• Dataset records:
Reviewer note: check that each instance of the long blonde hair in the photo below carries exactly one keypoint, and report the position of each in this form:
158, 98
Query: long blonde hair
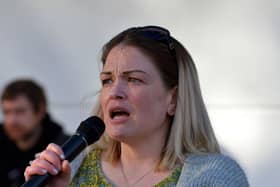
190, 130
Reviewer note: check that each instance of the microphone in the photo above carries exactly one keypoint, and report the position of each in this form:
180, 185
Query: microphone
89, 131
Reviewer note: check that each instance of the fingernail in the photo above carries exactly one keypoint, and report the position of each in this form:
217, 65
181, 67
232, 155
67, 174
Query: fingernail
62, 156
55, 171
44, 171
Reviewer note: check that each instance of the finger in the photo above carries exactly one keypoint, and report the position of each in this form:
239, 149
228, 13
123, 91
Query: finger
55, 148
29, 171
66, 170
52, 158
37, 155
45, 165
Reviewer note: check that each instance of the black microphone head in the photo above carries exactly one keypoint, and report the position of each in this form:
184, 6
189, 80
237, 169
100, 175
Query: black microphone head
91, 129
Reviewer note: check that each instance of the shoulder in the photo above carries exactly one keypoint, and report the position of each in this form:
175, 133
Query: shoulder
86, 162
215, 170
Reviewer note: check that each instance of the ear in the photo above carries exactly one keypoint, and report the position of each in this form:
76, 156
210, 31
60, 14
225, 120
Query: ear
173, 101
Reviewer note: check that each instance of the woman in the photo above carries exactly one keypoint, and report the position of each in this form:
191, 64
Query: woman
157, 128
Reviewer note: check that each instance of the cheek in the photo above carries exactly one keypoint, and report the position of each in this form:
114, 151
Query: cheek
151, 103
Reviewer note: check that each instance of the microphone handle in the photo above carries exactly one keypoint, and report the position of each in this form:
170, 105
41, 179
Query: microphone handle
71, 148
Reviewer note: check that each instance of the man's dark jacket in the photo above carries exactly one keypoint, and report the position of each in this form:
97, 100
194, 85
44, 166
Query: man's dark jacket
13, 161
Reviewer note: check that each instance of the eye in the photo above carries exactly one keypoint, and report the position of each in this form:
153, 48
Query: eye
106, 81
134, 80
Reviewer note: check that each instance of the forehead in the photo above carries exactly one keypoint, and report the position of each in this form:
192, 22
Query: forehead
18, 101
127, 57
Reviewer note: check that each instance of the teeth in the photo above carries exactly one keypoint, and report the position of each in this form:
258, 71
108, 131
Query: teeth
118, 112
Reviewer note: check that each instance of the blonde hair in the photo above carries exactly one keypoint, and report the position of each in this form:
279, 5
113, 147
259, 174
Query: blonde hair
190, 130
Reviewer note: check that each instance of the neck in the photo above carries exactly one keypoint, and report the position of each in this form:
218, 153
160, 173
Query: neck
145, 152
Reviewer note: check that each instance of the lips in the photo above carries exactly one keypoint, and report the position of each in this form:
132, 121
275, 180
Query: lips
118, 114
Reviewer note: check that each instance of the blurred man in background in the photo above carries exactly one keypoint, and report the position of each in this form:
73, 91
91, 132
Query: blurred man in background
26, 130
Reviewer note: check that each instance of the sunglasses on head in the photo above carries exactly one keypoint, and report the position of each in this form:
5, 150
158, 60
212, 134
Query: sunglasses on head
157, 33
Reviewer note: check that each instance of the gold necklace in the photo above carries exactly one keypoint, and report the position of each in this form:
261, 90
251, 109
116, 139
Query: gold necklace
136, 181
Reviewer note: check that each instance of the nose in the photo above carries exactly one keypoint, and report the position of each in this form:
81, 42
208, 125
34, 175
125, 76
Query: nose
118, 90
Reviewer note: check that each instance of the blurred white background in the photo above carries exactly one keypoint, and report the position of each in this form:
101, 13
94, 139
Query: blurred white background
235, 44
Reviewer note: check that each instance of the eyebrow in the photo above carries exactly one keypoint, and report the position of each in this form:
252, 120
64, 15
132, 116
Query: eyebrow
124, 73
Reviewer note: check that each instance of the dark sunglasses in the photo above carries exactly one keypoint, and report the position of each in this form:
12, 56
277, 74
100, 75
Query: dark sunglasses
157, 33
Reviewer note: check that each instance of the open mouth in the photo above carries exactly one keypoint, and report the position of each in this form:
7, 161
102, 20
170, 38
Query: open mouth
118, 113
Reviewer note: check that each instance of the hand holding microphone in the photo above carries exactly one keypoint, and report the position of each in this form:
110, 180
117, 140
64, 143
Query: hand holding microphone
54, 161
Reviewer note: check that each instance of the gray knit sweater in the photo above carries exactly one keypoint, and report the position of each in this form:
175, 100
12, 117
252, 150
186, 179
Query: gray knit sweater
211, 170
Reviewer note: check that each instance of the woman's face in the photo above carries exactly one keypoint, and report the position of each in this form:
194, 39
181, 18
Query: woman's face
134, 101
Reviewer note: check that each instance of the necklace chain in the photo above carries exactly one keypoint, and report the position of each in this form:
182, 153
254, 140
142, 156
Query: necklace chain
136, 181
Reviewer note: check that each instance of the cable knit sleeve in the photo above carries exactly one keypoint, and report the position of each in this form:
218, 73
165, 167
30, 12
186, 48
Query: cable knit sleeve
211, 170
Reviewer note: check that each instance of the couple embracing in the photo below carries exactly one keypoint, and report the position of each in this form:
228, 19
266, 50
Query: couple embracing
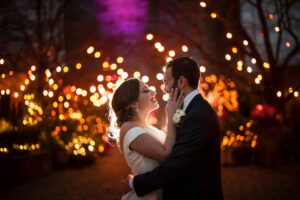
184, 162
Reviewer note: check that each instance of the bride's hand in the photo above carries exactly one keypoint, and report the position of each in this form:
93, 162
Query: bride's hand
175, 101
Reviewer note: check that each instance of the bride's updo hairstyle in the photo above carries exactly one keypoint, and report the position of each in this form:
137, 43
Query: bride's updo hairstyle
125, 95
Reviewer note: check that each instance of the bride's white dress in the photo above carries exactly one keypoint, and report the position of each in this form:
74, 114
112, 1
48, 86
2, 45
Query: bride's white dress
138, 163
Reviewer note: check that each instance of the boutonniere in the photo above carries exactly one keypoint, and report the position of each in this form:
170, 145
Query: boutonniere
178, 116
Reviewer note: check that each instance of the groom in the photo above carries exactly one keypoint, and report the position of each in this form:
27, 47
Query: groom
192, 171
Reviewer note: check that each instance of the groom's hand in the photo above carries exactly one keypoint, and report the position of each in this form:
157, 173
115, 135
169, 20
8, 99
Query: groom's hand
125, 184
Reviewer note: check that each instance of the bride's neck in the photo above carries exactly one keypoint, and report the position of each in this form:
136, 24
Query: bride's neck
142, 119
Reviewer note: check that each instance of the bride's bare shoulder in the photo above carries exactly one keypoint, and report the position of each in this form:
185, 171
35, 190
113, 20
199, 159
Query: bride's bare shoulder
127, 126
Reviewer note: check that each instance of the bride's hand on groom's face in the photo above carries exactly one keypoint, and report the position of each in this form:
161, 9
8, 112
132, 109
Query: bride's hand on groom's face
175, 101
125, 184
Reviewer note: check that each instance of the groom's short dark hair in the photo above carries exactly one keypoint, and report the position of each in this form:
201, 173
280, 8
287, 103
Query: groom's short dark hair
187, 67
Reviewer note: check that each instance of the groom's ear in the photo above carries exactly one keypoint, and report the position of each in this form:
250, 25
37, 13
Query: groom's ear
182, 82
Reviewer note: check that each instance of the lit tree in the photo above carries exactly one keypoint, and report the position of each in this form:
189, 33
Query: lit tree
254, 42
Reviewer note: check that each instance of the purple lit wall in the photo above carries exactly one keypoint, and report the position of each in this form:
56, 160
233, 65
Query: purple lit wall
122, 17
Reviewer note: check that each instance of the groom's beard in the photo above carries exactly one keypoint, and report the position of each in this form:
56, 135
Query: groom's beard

--

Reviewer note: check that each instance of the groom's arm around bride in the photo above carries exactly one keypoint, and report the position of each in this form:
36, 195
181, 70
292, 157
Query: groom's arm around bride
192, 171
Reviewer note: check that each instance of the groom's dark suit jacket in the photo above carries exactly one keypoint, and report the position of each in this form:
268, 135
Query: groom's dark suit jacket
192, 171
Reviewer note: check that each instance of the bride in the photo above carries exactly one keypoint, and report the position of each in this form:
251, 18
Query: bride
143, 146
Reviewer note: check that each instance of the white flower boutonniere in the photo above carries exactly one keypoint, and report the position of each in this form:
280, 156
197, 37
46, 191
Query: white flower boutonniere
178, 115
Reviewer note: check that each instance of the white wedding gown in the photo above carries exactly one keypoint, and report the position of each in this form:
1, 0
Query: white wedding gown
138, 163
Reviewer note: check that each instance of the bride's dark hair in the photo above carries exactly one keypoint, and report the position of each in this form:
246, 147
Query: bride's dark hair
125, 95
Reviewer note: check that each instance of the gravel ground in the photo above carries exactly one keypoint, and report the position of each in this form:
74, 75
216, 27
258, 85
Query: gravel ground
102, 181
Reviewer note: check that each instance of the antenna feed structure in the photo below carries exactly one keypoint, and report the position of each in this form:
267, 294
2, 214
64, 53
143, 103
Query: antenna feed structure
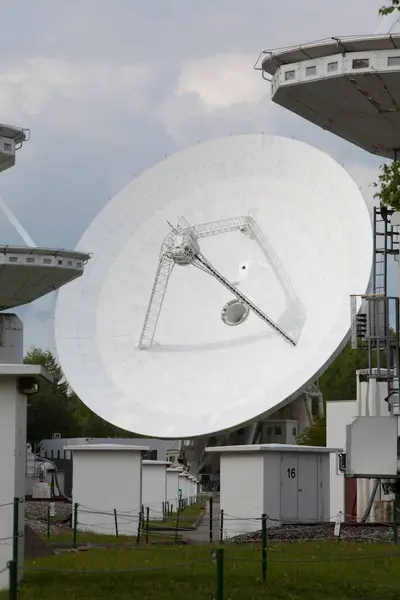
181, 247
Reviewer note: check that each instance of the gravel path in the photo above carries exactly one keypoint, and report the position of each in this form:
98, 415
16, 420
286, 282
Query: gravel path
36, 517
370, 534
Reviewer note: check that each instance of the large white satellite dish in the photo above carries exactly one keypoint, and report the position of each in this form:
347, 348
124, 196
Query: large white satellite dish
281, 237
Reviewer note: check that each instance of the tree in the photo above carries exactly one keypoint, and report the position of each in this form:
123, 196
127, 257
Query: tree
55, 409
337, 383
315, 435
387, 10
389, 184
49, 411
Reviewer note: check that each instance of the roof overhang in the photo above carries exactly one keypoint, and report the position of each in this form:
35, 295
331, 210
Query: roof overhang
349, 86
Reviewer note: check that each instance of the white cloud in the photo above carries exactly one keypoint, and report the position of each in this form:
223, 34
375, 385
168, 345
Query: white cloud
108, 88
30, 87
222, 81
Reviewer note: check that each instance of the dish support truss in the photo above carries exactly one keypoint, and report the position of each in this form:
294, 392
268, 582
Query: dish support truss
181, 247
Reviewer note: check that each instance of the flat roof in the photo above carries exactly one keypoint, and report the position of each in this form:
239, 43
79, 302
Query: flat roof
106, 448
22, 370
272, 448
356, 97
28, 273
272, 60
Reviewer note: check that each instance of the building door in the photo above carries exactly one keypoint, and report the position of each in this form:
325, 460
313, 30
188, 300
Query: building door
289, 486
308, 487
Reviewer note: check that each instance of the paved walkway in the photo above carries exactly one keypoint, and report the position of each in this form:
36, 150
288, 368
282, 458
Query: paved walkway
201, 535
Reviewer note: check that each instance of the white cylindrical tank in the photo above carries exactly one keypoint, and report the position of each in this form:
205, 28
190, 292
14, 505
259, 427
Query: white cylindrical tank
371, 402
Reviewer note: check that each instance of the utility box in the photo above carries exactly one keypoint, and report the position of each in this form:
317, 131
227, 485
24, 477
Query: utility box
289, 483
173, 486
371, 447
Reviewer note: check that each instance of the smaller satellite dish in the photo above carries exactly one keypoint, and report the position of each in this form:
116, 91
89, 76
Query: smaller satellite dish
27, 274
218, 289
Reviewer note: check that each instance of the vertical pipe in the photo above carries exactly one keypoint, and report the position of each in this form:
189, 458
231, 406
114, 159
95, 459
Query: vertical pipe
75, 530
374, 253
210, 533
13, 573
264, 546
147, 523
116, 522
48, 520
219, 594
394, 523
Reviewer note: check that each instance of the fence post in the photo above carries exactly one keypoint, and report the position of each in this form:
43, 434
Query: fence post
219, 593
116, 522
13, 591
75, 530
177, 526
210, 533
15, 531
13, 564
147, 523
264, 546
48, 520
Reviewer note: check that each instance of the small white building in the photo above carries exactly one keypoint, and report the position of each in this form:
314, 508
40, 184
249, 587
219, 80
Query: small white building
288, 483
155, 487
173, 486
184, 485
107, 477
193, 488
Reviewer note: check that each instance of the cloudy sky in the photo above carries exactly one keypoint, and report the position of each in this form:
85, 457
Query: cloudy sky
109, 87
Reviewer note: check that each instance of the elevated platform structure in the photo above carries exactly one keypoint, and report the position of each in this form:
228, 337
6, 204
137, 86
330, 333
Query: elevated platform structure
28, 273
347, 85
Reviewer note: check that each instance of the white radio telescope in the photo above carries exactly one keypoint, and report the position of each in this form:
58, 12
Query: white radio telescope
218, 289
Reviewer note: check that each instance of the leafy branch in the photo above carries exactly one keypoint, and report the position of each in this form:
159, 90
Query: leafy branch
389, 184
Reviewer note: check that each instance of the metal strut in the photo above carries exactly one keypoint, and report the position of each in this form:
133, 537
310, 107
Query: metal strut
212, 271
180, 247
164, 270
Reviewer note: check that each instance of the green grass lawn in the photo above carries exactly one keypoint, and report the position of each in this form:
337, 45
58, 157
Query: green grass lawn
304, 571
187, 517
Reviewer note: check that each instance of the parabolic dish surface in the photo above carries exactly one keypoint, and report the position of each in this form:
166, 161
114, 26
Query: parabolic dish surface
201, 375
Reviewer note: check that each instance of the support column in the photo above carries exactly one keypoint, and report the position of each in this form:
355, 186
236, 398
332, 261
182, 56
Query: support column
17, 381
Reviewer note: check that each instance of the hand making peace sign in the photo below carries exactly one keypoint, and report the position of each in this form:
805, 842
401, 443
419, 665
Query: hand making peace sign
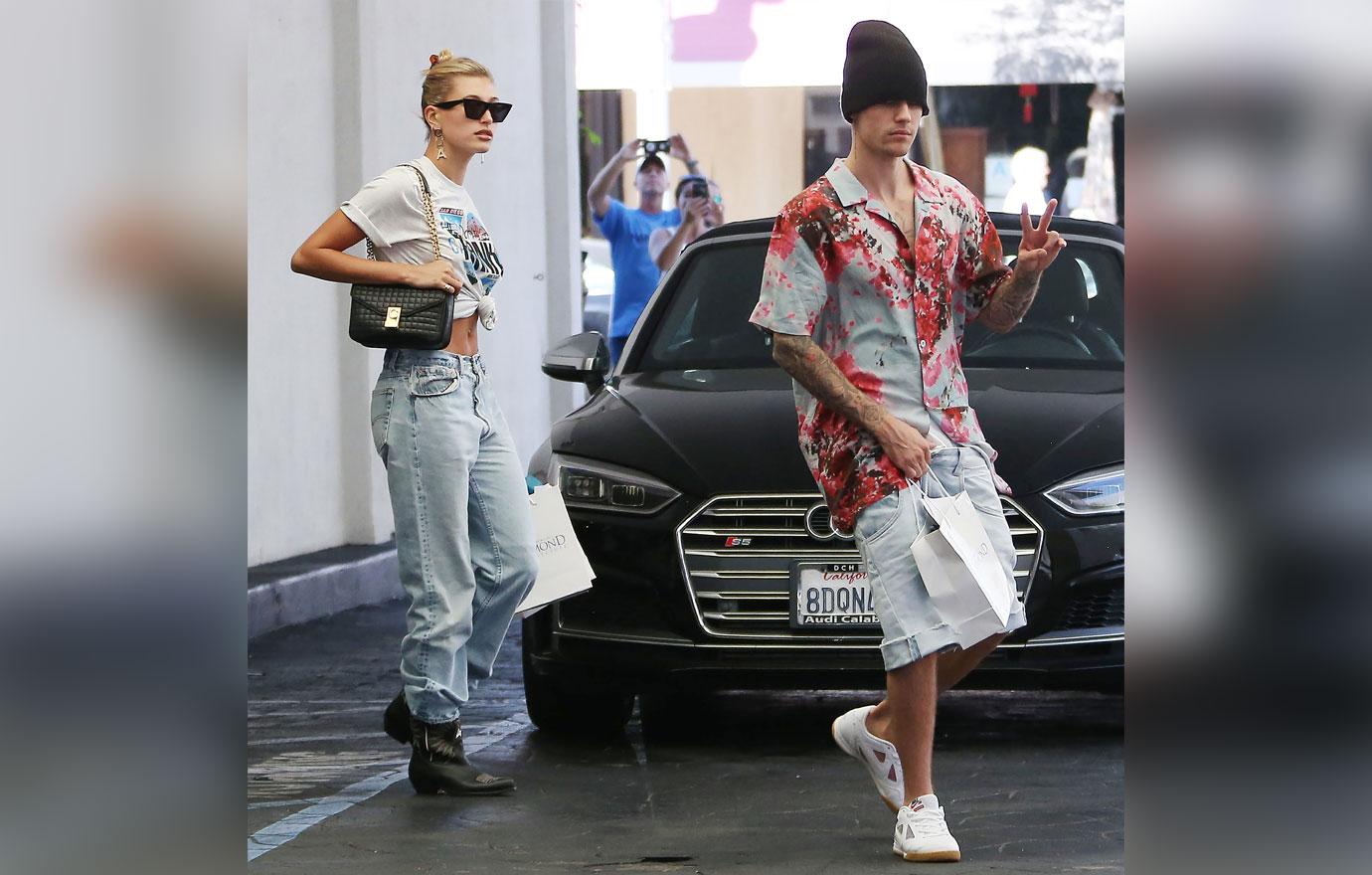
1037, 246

...

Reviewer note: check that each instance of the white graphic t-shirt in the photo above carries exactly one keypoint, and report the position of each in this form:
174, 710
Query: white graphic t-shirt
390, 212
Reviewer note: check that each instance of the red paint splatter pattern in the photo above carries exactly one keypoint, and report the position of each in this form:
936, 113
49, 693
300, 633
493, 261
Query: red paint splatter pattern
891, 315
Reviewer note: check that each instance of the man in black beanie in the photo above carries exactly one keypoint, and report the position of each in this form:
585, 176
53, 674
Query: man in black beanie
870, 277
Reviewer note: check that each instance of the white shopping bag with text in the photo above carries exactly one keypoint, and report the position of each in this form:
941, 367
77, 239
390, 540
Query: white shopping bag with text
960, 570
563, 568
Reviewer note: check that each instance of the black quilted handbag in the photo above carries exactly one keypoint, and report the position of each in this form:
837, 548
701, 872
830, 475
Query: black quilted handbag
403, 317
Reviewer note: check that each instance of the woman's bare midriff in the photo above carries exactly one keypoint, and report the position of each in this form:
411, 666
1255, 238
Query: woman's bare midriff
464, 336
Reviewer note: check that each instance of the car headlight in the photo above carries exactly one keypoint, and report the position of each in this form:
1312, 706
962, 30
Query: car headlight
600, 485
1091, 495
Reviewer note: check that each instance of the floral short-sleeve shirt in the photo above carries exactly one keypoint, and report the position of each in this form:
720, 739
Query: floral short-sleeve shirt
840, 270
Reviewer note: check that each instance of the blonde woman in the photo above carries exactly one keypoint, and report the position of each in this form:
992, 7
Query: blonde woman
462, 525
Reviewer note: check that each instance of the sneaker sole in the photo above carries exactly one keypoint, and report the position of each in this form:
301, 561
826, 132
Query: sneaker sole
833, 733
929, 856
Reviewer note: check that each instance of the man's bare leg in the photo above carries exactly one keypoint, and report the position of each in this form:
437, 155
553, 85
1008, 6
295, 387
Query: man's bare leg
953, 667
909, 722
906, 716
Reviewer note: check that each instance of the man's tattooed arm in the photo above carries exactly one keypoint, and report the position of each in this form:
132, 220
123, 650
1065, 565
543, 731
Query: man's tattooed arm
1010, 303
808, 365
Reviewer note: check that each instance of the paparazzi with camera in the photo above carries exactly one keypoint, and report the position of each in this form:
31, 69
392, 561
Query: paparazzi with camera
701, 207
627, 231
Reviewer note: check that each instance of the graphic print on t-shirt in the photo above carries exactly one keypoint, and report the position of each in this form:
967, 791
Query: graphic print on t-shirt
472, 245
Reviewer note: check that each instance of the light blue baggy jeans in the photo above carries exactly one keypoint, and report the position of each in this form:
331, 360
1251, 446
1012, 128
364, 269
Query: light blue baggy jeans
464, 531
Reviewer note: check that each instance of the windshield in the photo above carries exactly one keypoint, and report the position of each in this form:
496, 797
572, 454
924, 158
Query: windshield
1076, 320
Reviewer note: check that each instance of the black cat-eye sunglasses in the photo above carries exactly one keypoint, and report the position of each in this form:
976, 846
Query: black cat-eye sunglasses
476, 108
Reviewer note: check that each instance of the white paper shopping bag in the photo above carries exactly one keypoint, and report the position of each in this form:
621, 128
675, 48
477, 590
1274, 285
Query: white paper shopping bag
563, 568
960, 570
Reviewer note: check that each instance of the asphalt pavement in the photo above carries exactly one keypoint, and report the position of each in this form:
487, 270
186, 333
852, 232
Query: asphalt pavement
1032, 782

• TASK STATEMENT: For the data above, state how many of its lines contain the word "beard", giving no other text.

• RESULT OF THE TASK: 2